__Assignment__: Each entry that follows needs to be written out exactly, with nothing left out.

BEGIN Listed entries

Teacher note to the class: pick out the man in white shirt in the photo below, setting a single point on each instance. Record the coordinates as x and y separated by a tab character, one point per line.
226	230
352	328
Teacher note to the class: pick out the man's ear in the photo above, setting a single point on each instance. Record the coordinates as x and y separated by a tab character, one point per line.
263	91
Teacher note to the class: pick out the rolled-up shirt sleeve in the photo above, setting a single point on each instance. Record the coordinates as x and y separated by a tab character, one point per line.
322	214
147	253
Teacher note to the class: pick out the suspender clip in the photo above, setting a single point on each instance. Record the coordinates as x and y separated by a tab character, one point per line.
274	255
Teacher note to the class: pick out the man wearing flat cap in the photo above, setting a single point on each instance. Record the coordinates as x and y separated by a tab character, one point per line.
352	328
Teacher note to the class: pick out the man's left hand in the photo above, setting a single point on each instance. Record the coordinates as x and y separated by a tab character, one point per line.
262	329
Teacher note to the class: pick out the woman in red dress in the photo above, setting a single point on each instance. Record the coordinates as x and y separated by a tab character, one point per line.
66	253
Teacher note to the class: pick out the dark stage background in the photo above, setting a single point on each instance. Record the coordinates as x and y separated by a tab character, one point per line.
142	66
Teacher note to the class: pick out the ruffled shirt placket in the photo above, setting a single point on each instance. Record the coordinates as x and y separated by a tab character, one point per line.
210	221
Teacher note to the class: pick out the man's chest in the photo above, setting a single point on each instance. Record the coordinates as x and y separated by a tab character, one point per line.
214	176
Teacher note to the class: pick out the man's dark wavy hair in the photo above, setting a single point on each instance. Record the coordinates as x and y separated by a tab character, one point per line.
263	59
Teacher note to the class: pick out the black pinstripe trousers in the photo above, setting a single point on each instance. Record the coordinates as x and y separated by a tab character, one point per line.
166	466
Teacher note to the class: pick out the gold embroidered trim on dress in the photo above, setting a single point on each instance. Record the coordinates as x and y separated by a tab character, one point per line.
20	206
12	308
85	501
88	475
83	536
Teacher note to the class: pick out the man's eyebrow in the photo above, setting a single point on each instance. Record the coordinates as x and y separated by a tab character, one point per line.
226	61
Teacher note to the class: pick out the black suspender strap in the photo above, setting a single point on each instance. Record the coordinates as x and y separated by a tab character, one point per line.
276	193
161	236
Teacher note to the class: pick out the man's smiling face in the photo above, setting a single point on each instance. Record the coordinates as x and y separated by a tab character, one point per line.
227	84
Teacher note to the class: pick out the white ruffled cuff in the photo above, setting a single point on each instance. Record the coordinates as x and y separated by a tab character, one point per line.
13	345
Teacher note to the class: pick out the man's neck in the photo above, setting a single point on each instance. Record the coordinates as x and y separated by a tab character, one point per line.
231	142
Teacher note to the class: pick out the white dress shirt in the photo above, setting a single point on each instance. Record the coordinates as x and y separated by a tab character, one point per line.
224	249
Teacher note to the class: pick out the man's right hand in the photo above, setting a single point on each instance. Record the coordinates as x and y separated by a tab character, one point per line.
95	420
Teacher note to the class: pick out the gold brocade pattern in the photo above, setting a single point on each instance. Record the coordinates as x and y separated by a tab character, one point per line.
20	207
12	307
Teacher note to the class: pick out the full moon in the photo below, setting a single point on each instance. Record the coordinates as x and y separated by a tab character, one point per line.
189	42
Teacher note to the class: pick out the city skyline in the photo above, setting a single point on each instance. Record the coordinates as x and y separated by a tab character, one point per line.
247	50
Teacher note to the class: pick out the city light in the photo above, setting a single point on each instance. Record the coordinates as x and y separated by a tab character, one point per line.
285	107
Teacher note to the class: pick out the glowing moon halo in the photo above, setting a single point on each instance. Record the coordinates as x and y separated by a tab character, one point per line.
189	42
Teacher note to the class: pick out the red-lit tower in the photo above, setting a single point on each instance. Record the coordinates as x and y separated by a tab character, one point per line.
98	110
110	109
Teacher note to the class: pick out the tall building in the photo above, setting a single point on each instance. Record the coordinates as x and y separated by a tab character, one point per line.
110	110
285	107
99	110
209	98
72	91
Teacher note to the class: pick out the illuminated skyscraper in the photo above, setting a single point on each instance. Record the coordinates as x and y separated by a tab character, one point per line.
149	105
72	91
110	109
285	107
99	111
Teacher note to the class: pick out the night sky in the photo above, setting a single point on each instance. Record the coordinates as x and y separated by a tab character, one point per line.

END Listed entries

__Reply to the exercise__:
Teacher note to the class: pick out the man in white shirt in the photo below, setting a single point on each instance. Record the coordinates as x and y separated by a tab character, one point per line.
226	230
352	328
Teacher note to the class: pick out the man's ear in the photo above, setting a single point on each instance. Record the coordinates as x and y separated by a tab character, one point per line.
263	91
Teacher note to the class: pick out the rolled-up shirt sleeve in the photo above, setting a single point on each instance. Record the coordinates as x and y separated by a tab character, one point per line.
322	214
147	253
Teacher note to the class: pick out the suspender clip in the photo above, setting a single point on each instance. Record the coordinates as x and y separated by a tab character, one point per line.
274	255
Teacher note to the class: pick out the man wearing flat cap in the photo above, setting a single point on each instance. Record the coordinates as x and y separated by a tab character, one point per line.
352	328
Teacher note to the class: pick out the man's left hand in the photo above, setting a single point on each instance. Record the coordinates as x and y separated by a tab character, one point per line.
262	329
Teacher note to the class: pick out the woman in red dress in the photo above, setting a single point on each instance. Record the coordinates as x and y separated by a tab character, one point per line.
66	253
Teacher note to the class: pick out the dark stage background in the photo above, setting a single point on each instance. Record the coordinates as x and y separated by a tab character, one point per line.
142	66
Teacher note to the class: pick out the ruffled shirt placket in the photo above, setting a single point on each instance. Record the coordinates as x and y separated by a tab character, one point per line.
210	221
Teacher note to the class: pick out the man's chest in the photo above, setting a single point on each instance. Record the coordinates as x and y separated by a tab character, one point per line.
214	176
Teacher note to the class: pick out the man's dark wavy hair in the photo above, setting a single point on each instance. Record the coordinates as x and y separated by a tab character, one point per line.
263	59
Teacher note to the class: pick out the black pinstripe trousers in the photo above, setting a single point on each instance. Record the coordinates as x and y separated by a tab character, one point per line.
166	466
Teacher note to the class: pick out the gold embroidered trim on dress in the photo above, setting a single point on each instance. Record the coordinates as x and y separated by a tab character, one point per line.
20	206
12	308
85	501
88	475
83	536
Teacher note to the class: pick out the man's eyebrow in the photo above, setting a single point on each instance. Record the coordinates as x and y separated by a tab character, one point per line.
226	61
Teacher note to the class: pick out the black suspender strap in the photo above, setting a single point on each instance. Record the coordinates as x and y separated by a tab character, one point per line.
276	193
161	236
Teacher note to the class: pick out the man's smiling face in the photo above, setting a single point on each instance. Record the coordinates as x and y separated by a tab character, one point per line.
227	84
Teacher note to the class: pick out the white ruffled cuff in the photo above, setting a single point on each instance. Record the coordinates as x and y separated by a tab character, one point per line.
13	345
Teacher note to the class: pick out the man's neck in the photo above, setting a single point on each instance. Record the coordinates as x and y separated by a tab character, one point per line.
231	142
Teacher note to the class: pick out the white dress shirt in the photo above, setting a single point on each instance. Record the coordinates as x and y separated by a tab character, one point per line.
224	249
Teacher note to the class: pick out the man's right hand in the photo above, setting a single point on each instance. Record the coordinates as x and y separated by a tab character, one point per line.
95	420
Teacher note to the class: pick out the gold brocade pattern in the photo above, setting a single point on each instance. Record the coordinates as x and y separated by a tab character, one point per line.
20	207
12	307
Teacher note to the class: pick out the full moon in the photo below, setting a single point on each instance. Record the coordinates as x and y separated by a tab character, one point per line.
189	42
Teacher note to the class: pick out the city skyline in the photo above, setting a single point on each instance. Record the coordinates as x and y separated by a tab character, one point per line.
247	50
Teacher note to the class: pick out the city light in the photo above, setting a single point on each instance. Record the coordinates as x and y separated by a tab character, one point per line.
285	107
Teacher note to the class: pick out the glowing moon halo in the photo above, setting a single point on each instance. Record the coordinates as x and y separated by a tab character, one point per line.
189	42
Teacher note to the class: pick out the red-lit tower in the photo above, setting a single point on each instance. Record the coordinates as x and y separated by a tab character, one point per line.
98	110
110	109
Teacher note to the class: pick out the tall building in the photo above, setting a single point on each instance. Record the coordinates as x and y separated by a tab character, one point per line.
110	110
285	107
99	110
209	98
72	91
Teacher note to the class: pick out the illuminated skyscraper in the photo above, setting a single point on each instance. Record the coordinates as x and y separated by a tab character, one point per line.
149	105
72	91
110	109
285	107
99	111
Teacher note to the class: pick out the night sky in the photo above, setting a single point on each instance. Record the coordinates as x and y separated by a tab character, one point per line.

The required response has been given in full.